=== AIM ===
Starting at the line with "# test: locate the ceiling fan blade" in it, reproduce each line below through the last one, exactly, and include nothing else.

[Data extracted from a collection]
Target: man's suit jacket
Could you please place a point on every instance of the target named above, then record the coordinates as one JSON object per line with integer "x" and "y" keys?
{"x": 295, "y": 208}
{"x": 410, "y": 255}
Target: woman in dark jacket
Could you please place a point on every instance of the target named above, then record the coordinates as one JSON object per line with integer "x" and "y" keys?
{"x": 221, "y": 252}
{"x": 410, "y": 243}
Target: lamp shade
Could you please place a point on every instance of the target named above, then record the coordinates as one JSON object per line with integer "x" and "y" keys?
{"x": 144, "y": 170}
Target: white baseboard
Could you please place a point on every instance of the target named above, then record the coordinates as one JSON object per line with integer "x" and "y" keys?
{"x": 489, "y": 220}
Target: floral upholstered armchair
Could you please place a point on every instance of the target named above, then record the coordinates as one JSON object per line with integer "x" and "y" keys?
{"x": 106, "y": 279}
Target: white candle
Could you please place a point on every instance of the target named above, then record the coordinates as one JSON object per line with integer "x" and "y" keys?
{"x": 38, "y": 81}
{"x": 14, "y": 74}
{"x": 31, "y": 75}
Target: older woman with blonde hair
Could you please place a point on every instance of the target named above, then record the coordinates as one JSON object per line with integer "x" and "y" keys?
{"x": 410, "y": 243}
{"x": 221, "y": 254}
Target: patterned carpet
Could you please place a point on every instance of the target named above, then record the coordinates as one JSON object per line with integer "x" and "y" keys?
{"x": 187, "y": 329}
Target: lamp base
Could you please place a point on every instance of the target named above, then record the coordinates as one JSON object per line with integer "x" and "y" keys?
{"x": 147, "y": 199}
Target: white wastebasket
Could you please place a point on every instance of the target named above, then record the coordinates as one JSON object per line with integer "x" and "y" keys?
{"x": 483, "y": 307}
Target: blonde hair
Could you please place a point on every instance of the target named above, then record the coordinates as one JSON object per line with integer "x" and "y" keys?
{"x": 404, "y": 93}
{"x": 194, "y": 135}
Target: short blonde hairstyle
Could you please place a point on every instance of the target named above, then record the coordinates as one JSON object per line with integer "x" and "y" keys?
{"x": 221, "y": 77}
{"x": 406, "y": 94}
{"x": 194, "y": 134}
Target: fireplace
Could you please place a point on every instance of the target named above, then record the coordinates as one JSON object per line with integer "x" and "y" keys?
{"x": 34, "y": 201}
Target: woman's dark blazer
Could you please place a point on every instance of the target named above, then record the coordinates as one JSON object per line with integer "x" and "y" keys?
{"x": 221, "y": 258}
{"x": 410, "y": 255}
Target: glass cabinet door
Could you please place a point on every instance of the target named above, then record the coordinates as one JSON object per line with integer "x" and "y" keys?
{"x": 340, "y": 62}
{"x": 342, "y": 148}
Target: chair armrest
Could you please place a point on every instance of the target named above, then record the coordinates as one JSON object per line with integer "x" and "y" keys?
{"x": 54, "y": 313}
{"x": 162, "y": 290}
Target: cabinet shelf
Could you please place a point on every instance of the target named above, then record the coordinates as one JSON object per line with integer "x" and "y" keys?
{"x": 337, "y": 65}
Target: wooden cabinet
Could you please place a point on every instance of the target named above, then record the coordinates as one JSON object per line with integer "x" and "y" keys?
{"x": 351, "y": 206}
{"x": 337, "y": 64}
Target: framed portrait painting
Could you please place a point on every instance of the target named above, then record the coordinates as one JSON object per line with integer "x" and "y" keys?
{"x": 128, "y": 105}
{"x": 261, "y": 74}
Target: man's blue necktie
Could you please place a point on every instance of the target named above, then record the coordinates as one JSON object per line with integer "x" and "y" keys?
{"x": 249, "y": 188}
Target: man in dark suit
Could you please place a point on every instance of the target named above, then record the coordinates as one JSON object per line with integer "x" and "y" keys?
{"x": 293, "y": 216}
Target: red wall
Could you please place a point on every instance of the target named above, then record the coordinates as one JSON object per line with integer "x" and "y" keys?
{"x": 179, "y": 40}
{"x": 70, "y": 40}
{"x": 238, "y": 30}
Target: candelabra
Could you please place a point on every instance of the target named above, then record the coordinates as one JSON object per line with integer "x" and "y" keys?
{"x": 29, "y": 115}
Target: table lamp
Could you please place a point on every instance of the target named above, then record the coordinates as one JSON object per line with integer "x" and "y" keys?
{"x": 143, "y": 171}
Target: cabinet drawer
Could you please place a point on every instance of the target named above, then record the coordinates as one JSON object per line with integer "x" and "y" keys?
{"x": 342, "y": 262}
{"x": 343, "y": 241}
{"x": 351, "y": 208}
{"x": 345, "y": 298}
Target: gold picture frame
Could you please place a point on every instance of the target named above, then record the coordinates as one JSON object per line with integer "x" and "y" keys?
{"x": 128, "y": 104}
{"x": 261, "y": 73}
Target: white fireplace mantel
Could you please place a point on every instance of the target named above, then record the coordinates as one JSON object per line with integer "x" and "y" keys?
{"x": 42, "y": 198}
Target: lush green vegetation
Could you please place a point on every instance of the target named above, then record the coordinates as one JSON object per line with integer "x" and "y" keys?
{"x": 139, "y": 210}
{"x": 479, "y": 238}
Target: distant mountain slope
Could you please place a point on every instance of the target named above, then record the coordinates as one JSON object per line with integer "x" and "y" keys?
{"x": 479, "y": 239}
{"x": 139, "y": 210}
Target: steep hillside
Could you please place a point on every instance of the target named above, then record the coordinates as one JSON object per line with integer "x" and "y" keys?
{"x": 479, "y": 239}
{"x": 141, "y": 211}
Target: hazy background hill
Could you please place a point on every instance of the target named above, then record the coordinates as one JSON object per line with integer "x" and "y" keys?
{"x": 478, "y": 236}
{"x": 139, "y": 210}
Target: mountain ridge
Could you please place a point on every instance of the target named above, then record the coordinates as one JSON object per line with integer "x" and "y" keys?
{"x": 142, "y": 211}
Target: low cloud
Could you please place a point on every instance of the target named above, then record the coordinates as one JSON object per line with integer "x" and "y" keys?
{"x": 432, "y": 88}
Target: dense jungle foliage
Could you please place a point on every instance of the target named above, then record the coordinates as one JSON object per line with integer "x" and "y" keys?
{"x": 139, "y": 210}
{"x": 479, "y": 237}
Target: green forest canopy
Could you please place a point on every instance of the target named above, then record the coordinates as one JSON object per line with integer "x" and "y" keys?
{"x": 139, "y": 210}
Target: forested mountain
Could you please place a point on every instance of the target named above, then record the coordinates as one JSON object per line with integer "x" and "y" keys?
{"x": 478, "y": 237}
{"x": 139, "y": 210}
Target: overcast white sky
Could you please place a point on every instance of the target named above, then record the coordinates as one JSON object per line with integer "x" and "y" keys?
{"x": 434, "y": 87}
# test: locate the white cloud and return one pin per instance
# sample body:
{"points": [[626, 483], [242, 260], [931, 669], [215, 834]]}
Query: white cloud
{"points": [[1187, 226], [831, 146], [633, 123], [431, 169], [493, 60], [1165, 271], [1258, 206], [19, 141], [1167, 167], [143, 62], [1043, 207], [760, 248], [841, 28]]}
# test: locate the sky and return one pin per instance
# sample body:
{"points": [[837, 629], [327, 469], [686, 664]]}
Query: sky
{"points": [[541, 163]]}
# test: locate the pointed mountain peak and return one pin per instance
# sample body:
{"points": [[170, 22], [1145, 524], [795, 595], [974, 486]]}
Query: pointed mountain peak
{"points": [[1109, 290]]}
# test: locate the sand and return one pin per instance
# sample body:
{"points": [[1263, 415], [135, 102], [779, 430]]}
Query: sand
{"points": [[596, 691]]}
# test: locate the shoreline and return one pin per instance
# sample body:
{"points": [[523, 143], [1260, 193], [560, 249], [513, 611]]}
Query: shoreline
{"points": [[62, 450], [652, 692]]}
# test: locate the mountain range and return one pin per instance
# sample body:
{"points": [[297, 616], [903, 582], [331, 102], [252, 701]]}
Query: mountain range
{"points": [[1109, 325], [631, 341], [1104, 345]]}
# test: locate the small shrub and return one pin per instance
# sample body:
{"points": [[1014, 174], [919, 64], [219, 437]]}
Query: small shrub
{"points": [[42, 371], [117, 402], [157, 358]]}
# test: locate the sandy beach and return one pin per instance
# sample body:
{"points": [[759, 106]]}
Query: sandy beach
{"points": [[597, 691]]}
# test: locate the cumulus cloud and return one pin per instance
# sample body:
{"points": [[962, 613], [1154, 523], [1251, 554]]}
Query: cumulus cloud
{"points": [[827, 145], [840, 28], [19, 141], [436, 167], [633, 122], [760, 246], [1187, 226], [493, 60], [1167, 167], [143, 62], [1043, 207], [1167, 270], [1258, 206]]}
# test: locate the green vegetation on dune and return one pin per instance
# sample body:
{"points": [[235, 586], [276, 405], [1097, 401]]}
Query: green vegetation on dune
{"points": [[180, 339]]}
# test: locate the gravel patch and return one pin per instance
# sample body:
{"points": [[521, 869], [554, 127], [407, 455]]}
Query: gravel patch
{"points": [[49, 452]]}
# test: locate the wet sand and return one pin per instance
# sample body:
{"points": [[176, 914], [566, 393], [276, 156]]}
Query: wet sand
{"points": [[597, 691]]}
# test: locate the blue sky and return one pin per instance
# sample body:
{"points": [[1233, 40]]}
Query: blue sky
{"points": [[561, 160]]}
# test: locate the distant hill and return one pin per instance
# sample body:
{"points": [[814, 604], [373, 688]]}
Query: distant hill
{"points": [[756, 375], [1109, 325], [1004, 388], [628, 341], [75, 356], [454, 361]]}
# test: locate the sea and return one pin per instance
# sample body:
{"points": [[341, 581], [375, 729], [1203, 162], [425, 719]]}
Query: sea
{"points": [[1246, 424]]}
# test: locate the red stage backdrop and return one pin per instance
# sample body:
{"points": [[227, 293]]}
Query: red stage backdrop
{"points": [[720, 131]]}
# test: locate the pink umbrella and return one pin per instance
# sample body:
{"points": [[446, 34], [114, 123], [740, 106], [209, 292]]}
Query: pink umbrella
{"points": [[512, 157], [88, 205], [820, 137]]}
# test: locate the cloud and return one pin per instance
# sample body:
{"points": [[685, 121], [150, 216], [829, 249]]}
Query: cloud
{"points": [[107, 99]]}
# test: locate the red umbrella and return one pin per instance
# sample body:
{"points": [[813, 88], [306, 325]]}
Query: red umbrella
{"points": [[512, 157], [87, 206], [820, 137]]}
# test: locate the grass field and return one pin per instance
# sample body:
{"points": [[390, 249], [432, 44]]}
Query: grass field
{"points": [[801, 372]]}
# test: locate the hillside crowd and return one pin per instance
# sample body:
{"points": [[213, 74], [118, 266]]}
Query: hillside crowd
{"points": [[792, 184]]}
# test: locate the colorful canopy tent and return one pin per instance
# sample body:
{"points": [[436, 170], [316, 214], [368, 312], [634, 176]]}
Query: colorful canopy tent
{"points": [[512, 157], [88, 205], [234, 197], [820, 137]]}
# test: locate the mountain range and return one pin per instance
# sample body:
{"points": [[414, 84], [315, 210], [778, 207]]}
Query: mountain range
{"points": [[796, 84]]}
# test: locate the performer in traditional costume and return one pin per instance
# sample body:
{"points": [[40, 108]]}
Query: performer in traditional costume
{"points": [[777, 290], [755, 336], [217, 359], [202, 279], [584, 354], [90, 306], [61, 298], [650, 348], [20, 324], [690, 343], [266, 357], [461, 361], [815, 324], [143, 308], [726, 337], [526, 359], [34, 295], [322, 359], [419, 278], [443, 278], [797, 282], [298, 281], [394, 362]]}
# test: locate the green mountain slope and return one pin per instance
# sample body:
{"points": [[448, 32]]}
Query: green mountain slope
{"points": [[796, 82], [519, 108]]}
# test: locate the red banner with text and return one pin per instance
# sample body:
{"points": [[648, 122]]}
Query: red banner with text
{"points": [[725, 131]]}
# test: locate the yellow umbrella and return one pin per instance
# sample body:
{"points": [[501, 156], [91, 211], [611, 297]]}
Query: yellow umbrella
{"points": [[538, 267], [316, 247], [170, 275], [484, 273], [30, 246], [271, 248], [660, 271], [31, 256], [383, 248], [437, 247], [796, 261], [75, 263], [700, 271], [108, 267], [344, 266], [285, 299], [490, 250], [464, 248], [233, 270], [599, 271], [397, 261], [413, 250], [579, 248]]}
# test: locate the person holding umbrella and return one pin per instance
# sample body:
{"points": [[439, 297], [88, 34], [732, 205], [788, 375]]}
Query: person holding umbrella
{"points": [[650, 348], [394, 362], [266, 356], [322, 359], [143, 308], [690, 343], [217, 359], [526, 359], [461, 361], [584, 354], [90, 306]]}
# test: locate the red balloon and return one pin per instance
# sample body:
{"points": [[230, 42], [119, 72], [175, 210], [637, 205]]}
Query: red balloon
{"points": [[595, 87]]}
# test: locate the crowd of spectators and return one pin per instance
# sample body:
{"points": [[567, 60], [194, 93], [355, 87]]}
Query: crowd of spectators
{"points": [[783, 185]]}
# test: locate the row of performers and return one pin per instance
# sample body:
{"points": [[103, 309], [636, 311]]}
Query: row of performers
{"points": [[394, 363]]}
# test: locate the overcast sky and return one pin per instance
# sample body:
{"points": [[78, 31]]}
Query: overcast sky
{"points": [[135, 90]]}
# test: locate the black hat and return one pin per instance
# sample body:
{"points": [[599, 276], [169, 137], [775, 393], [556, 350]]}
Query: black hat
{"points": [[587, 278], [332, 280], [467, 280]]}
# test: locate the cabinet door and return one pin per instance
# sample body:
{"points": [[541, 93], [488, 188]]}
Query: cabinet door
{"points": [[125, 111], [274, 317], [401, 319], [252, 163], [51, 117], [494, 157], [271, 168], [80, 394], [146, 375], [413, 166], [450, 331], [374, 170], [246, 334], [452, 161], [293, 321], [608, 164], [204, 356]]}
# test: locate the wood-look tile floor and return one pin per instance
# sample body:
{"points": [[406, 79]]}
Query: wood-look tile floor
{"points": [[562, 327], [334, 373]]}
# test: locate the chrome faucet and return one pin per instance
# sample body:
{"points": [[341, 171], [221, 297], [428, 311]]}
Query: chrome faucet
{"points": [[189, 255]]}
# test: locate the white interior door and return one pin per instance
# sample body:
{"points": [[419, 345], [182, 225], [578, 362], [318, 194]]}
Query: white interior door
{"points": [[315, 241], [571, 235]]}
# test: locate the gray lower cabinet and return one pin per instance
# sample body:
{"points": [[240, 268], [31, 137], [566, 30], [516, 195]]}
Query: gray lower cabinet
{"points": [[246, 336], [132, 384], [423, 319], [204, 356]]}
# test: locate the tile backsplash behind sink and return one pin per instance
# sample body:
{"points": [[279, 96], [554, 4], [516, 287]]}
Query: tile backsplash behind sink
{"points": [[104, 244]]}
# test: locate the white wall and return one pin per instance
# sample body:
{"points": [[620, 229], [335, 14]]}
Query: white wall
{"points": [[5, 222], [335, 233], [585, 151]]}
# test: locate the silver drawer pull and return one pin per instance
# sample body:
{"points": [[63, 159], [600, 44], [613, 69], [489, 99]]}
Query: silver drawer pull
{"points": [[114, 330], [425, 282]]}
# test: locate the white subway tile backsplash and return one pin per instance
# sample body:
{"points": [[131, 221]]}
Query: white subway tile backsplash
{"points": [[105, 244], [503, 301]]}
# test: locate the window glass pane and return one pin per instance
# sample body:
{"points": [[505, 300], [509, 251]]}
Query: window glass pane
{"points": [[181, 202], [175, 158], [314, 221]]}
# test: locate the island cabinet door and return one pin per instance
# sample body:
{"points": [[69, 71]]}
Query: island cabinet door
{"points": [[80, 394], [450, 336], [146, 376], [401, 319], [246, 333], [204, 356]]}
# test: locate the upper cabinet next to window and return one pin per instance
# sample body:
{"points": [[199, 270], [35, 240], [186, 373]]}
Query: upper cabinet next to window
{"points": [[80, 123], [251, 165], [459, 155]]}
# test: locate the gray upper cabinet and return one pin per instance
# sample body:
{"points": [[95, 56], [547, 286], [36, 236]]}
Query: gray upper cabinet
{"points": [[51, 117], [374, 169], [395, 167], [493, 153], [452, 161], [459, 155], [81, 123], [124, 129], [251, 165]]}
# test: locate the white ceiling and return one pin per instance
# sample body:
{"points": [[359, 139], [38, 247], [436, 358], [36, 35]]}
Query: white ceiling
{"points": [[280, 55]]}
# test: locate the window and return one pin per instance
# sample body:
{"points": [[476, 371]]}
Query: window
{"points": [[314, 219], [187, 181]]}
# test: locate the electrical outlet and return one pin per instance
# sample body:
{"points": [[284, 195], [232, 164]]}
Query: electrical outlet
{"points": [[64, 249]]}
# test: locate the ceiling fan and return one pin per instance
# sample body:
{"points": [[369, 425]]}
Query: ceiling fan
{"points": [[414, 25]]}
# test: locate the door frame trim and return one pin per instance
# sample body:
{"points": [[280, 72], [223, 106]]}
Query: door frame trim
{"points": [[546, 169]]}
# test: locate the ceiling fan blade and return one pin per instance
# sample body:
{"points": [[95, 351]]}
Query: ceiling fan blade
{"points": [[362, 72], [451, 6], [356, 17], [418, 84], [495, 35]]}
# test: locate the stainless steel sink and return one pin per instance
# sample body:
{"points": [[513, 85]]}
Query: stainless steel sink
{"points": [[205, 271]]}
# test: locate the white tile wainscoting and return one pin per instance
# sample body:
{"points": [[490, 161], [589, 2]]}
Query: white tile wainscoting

=== FULL OUTPUT ===
# test: locate the ceiling fan blade and return one pin per instance
# sample body:
{"points": [[95, 351]]}
Query: ceiling fan blade
{"points": [[362, 72], [451, 6], [356, 17], [418, 84], [495, 35]]}
# test: locate the stainless steel sink and return one pin per instance
# sample body:
{"points": [[513, 85]]}
Query: stainless steel sink
{"points": [[205, 271]]}
# test: locate the white tile wainscoting and return one pin per instance
# sample body:
{"points": [[490, 161], [589, 2]]}
Query: white tile wainscoting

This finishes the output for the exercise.